**Written instruction**
Please locate each line in the entries below containing the word "dark" and copy those lines out.

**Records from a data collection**
• • •
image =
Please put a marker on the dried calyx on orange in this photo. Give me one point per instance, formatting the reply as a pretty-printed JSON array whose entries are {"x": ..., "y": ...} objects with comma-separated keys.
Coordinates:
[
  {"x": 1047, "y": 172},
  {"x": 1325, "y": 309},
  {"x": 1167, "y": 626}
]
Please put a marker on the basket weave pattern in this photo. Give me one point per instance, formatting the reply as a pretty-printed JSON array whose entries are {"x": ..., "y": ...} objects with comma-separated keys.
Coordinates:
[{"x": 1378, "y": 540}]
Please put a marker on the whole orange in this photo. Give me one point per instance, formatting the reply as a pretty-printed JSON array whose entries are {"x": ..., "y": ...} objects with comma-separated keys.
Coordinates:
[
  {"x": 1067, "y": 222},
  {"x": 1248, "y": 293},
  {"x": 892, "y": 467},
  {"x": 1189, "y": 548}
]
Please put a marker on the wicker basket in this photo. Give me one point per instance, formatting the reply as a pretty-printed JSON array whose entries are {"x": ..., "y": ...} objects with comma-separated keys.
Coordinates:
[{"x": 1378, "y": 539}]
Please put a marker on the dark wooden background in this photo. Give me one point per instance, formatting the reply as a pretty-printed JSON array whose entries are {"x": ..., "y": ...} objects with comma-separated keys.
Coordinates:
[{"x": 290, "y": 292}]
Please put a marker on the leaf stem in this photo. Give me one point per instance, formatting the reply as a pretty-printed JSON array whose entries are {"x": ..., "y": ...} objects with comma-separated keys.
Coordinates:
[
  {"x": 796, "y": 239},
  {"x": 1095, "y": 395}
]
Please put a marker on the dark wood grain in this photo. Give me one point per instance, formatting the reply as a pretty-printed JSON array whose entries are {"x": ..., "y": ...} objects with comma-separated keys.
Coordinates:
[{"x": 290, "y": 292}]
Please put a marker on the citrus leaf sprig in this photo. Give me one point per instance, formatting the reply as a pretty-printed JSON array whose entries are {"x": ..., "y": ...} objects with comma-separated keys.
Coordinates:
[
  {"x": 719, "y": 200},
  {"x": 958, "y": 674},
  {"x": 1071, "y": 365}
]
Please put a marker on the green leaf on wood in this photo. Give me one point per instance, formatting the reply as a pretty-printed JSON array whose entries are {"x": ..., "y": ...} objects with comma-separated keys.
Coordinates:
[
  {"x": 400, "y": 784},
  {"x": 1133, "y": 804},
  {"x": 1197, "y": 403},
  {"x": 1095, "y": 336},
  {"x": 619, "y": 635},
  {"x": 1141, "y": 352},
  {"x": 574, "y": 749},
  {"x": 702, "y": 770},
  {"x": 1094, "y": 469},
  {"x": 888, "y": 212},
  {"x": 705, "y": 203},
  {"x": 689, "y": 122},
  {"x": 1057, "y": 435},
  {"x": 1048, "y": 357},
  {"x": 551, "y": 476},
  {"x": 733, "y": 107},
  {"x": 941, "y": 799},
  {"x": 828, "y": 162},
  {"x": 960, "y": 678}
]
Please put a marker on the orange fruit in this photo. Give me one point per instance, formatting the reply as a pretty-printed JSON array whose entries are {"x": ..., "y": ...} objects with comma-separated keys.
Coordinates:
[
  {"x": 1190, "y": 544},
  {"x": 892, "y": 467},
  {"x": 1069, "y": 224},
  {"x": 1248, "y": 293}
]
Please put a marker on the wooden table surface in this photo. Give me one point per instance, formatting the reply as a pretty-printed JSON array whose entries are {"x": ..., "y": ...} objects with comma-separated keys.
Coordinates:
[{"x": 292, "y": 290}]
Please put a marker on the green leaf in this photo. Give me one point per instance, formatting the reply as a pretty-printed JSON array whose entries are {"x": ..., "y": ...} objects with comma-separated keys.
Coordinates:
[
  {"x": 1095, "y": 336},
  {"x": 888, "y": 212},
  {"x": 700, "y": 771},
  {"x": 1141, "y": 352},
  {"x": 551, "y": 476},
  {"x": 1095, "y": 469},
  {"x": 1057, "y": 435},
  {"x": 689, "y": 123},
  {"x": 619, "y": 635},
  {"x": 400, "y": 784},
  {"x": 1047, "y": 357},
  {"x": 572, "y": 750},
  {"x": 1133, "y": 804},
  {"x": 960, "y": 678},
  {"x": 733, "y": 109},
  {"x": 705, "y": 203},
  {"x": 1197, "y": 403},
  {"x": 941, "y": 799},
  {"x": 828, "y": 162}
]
• • •
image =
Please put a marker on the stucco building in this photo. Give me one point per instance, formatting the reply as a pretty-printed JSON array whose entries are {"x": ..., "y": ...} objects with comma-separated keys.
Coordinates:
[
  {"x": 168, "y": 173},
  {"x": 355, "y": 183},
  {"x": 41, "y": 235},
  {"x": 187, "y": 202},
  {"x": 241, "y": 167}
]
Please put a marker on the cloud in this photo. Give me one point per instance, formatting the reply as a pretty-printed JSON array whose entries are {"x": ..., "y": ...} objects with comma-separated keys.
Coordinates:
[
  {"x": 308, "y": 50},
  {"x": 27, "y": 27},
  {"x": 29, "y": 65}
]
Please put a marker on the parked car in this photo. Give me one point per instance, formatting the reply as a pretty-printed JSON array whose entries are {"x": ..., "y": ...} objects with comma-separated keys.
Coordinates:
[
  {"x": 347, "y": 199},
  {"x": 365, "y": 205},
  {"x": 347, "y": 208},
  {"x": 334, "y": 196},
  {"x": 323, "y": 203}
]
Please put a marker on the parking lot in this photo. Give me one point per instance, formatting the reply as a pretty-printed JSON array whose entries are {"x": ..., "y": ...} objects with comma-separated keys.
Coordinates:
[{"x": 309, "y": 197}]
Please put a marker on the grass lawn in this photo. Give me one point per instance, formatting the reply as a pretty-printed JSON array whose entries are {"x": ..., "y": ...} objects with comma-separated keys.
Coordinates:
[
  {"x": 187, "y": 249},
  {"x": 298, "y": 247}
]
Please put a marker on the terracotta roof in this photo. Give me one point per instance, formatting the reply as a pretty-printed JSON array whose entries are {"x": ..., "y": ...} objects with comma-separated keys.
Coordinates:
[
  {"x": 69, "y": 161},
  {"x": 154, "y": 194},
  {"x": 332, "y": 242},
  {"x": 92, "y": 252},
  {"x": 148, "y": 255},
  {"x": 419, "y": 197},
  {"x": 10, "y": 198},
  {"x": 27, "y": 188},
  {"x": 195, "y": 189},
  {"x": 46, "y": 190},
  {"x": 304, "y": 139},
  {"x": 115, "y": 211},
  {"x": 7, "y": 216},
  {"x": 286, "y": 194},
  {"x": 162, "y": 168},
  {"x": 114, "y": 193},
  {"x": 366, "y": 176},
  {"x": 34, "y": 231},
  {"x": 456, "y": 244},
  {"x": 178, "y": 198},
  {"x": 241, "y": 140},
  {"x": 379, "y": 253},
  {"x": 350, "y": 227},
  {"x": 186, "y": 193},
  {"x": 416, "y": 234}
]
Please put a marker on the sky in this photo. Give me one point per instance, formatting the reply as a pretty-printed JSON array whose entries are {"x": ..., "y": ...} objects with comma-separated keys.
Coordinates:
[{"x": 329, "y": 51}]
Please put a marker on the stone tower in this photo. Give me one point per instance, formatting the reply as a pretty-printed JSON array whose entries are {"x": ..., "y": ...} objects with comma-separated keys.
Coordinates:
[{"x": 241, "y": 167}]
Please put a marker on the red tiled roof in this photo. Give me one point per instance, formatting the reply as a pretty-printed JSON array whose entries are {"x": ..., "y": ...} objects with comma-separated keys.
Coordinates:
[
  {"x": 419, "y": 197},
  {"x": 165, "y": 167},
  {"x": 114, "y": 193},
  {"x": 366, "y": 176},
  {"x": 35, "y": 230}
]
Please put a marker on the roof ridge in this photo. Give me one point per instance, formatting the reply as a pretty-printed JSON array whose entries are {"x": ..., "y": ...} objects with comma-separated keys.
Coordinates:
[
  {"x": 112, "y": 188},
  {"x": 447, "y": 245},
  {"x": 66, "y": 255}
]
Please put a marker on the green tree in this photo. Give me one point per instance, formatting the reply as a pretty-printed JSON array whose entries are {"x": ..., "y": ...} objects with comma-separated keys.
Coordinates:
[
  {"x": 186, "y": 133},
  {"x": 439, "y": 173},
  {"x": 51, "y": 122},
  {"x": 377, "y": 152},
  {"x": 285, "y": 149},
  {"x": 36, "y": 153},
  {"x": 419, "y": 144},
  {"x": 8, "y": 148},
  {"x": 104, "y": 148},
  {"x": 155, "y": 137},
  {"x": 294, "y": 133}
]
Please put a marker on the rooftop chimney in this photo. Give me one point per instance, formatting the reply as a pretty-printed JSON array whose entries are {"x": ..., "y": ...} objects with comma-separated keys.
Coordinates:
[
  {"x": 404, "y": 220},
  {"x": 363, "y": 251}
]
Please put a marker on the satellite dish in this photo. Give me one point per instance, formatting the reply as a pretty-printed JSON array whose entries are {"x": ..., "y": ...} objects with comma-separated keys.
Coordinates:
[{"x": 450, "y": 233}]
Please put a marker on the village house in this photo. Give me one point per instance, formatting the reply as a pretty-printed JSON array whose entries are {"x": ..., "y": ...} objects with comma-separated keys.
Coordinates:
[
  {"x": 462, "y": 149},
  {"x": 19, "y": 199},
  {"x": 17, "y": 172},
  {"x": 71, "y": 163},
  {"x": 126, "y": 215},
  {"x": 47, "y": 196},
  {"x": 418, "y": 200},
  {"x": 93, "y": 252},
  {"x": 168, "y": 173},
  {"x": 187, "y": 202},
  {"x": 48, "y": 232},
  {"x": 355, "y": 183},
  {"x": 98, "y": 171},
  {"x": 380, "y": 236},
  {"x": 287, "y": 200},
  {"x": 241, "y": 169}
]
• • •
**Response**
Please put a marker on the dark wooden background in this photo. Give me one point per instance, formatting the reply as a pretty-printed JSON array whose entries are {"x": ..., "y": ...} objects with comma-separated keys.
Please put a marker on the dark wood grain in this photo. Give me one point per instance, formatting the reply as a pretty-printed JSON array whose entries are {"x": ..., "y": ...} objects with comma-separated keys.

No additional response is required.